#### TEXT EXCERPT:
Voice cloning: anyone tried it?

Hello everyone!

So @cogdog and I were talking about potential uses of AI voice cloning and how foreign-language content can be dubbed into English and other languages using people’s own cloned voices, with separate tracks for host and guest just like the Zelensky–Fridman video (skip around and switch the audio track in the YouTube player settings). This tech is fascinating!

Has anyone tried ElevenLabs or similar tools to dub podcasts or lectures into English (or your local language) with cloned voices or use AI for any other voice stuff? If so, what did you build or do? What tools did you use? What were people’s reactions to what you created? If you have tech tips, pitfalls, or have discovered best practices, do share! :wink:

1 Like

If I understand your question Jan, I came across this use case last week as I was adding some resources to OER Commons related to The American Library Association’s conference last year. Michael Hanegan (cc’ed), one of the two authors of this paper used ElevenLabs to clone his voice and narrate Artificial Intelligence and the Future of Theological Education (Version 2.0) . The paper has an embedding to the recording on soundcloud, which I thought was a useful use case and accessibility feature!

2 Likes

That’s a brilliant use of AI-generated voices, @Peter – thanks for sharing!

It’s funny how this flips the usual approach to accessibility on its head: we used to start with audio and transcribe it into text and now we begin with text and generate audio from it. :smile: Because AI-generated human voices are finally good enough, rather than too annoying.

I really like how Michael Hanegan also uses Google’s NotebookLM – super handy for people who prefer listening over reading. Some commuters just drop in documents, turn them into audio, and listen while they drive / ride a train, so I used to think of NotebookLM as a personal tool (something you’d use just for yourself). But its use in education (e.g. sharing AI-generated podcasts) totally makes sense.

Do you think universities and schools are catching on to the potential of AI-generated voice, or is it still early days? What do you see at ISKME/OER Commons? :slight_smile:

Hello Jan

I’m looking forward to trying Resemble AI speech-to-speech " Professional Voice Cloning" product. Apparently, ten minutes of recorded speech will generate a voice clone virtually indistinguishable from the original speaker, and the end product (your voice clone) includes 149+ supported languages. I’m interested to see (or ‘hear’) how the product addresses syntactic structure, but it sounds intriguing. Good luck, and do let us know what you discover! Best, Meg

Oh, your experiment sounds like a lot of fun, Megan! :star_struck:

What are you going to use Resemble AI for? Is that a research / curiosity thing or do you have something else in mind?

#### SUPPLIED ENTRIES:

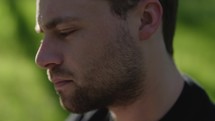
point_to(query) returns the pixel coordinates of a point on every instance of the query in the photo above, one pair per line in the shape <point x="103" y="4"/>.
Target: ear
<point x="151" y="16"/>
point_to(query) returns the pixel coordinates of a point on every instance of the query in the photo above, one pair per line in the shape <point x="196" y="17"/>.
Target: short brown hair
<point x="120" y="7"/>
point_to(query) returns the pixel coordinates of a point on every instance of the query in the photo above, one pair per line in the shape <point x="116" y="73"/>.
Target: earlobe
<point x="150" y="20"/>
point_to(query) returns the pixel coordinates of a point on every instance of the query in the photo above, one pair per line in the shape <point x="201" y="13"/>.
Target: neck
<point x="162" y="88"/>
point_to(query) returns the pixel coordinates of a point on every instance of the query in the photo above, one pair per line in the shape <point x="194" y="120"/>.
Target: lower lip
<point x="62" y="84"/>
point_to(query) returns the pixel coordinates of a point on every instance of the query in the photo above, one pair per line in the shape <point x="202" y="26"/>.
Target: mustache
<point x="59" y="71"/>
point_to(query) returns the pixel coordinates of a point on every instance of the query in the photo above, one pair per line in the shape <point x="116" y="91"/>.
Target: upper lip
<point x="58" y="80"/>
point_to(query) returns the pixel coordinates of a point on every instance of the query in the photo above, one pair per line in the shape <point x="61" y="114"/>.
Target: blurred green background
<point x="26" y="94"/>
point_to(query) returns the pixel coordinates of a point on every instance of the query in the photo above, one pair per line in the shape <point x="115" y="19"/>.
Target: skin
<point x="95" y="59"/>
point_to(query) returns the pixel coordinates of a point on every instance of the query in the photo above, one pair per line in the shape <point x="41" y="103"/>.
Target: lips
<point x="60" y="83"/>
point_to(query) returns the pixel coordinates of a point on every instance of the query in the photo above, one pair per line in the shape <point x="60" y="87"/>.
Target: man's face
<point x="90" y="54"/>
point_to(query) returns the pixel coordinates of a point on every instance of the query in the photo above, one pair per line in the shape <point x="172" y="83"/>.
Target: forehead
<point x="50" y="9"/>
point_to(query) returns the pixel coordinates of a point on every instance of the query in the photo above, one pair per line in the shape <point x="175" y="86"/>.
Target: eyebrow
<point x="54" y="22"/>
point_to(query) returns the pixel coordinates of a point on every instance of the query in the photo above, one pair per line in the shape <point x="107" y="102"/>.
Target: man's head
<point x="121" y="7"/>
<point x="95" y="58"/>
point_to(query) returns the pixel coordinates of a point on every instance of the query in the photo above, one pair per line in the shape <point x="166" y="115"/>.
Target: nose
<point x="48" y="55"/>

#### WHAT TO WORK ON:
**A)** Please reproduce the part of the voice cloning thread from "If I understand" to "and accessibility feature!".
**B)** In the voice cloning thread, how much recorded speech does Resemble AI reportedly need to generate a voice clone?
**C)** Continue the voice cloning thread after its last post.

#### OUTPUTS:
**A)**
If I understand your question Jan, I came across this use case last week as I was adding some resources to OER Commons related to The American Library Association’s conference last year. Michael Hanegan (cc’ed), one of the two authors of this paper used ElevenLabs to clone his voice and narrate Artificial Intelligence and the Future of Theological Education (Version 2.0) . The paper has an embedding to the recording on soundcloud, which I thought was a useful use case and accessibility feature!

**B)** Ten minutes of recorded speech.

**C)**
Let us know what you learn along the way!

PS: This is a pretty cool case study I found. I’m a bit ambivalent about it because if this tech becomes too ubiquitous, it could eliminate the need to learn languages for most people, but I surely do like the idea of being able to watch (local) news from anywhere in the world.

Nothing as exalted as research, Jan. My little organization provides low- or no-cost assistance to struggling nonprofits and social enterprises. We often use “pitch decks”, voiced by us, to provide training presentations in best practices, grant application guidelines, basic accountancy, etc. It would be nice to be able to “attach”(?) a voice over that is warm and “human” in another language, thus making our services available to a broader demographic.

When I do this, I plan to test the first “translation” in a language I already speak fluently, just to see what the result is. If it’s good, really good, it would make our services exportable much more quickly. As it stands, with the exceptions of French and Spanish (which I speak), we need to enlist (at a price) the assistance of voice talent.

I’ll keep you posted, and thank you for the encouraging words.

1 Like

We’ve seen a good amount of chatter about the potential of AI tools for accessibility, and text to speech seems like a low-hanging fruit for that – a lot of the models that have come out in the past year or two do a much better job of making the audio versions readings a lot more palatable versus a lot of the machine generated speech tools we’ve seen up to now. I’ve also seen one or two NotebookLM-generated podcasts get added to OER Commons as OER themselves, although I’ve had to reach out to some of the submitters to ask them to also include the source material they used when generating the podcasts. It’s been a while though, and I think that’s partly to do with the fact that creating the podcast has lost its novelty (at least here in North America) for some folks.

1 Like

Thanks for opening this up, Jan. If you listen to the video segment of Lex Fridman’s intro, he explains that teh recording was done mostly in Russian languages for which he and Zelenskyy are fluent, with mixed in parts in English and Ukranian. The time lag for live translations, to him, got in the way.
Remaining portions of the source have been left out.